**設問**.
次の1.〜3.は、海上保安についての抜粋の内容と合っていますか。それぞれ「はい」か「いいえ」で答え、決め手になる抜粋の言葉をそのまま引いてください。
1. G・H・Qは昭和21年6月12日に、不法入国船舶を取り締まるよう日本政府に指令を出した。
2. 漁業法に基づく密漁の取締は、厚生省の仕事だった。
3. 朝鮮で流行したコレラが、北九州にまで広がった。

**ページ抜粋**.

------------------------

こういう状況にありましたところに、わが国から引揚げました朝鮮、支那等の国民が再び日本へやってくる。いわゆる朝鮮人の密航というものが非常に盛んになりました。それに伴いまして密貿易も多く行われるようになり、あるいはコレラ船等もやってまいりまして、九州の沿岸は非常な脅威にさらされたわけであります。
これがため遂にG・H・Qにおきましても、日本政府に対しまして昭和21年の6月12日に、こういう不法入国船舶の取締りをやるように指令が出たわけであります。この指令に基きまして海運総局に、不法入国船舶監視本部ができまして、地方といたしましては、九州の海運局に不法入国船舶監視本部というものができておりまして、現在までその仕事をやっておるわけであります。
昭和23年04月05日 参議院 決算・治安及び地方制度・運輸及び交通連合委員会
[014]
政府委員(運輸事務官(海運総局、不法入国、船舶監視本部副部長)) 山崎小五郎
先程大臣から提案理由に説明いたしましたように、海上保安庁法案が今日出ることになつたのでありますが、もう少し具体的に今までの経過を申上げますと、大体一口に海上保安と申しますと、海上におきます治安の維持、海上の交通安全の保持ということになるのでございます。大体従来運輸省といたしましては、海上交通安全の立場から、灯台局或いは水路部の仕事、或る港におきましては港庁を置きまして開港港則の仕事をやっております。それから船舶の安全検査、或いは船員の海技免状、資格書、こういうふうなことを大体交通安全の立場から行政をやっておったものであります。
大蔵省の税関の立場から、海上でも密貿易の取締をやることになっております。治安維持のために水上警察が、これは沿岸或いは港におきます警察事務をやっておったわけであります。農林省は大体漁業法に基く密漁の取締の仕事、或いは船で入って来る動植物の検査等をやっております。それから厚生省が船で入って来る検疫の仕事を港でやっております。大体これか従来海上におきます各行政庁がやっておった仕事でございます。おのおの現地に機関も持ち、或いは施設も持っておったわけでありますが、従来はこれにプラスしまして海軍がございまして、いざという場合には海上におきましてはいつでも海軍に援助を求めますと、海軍が応援するということになっておったのであります。
ところが終戦によりまして海軍がなくなりまして、そこに大きな穴ができまして、而も従来海軍に依存しておりましたために、おのおの皆貧弱な施設で、到底それでは海上の治安が保てないというような状況でありましたが、時たまたまそのときに終戦になりまして、朝鮮の人たちが一時朝鮮に引揚げたのでございますが、朝鮮の情勢が面白くないというようなことから又どしどし内地に密航を企てたわけであります。そのために密貿易の事件も非常に多くなって参りましたり、或いは又朝鮮にコレラが流行いたしまして、コレラが北九州或いは中国の裏の方に蔓延したというような非常に憂慮すべき状態になって参りました。

------------------------

**入力データ**.
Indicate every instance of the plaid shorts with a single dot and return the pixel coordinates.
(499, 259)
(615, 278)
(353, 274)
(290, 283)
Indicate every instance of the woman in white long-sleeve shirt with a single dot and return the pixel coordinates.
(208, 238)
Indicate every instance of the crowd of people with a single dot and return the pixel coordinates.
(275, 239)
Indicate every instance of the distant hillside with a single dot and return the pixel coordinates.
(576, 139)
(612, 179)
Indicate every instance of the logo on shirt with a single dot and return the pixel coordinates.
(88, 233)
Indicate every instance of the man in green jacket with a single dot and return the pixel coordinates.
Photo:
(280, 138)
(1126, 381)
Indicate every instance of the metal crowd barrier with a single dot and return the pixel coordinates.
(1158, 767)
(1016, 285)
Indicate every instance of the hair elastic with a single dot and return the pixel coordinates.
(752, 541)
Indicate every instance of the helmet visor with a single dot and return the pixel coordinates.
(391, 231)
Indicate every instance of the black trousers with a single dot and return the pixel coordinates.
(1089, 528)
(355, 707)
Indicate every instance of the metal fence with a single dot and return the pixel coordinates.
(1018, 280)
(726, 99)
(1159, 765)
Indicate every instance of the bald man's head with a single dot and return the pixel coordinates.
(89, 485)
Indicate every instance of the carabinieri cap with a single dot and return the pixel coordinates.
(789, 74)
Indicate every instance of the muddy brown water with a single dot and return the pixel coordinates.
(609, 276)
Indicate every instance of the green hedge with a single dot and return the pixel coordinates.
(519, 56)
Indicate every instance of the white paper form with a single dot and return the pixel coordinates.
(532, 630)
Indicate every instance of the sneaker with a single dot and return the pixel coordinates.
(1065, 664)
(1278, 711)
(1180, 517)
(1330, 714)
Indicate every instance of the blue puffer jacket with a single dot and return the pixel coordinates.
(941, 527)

------------------------

**解答**.
1. はい:「昭和21年の6月12日に、こういう不法入国船舶の取締りをやるように指令が出た」
2. いいえ:「農林省は大体漁業法に基く密漁の取締の仕事」
3. はい:「コレラが北九州或いは中国の裏の方に蔓延した」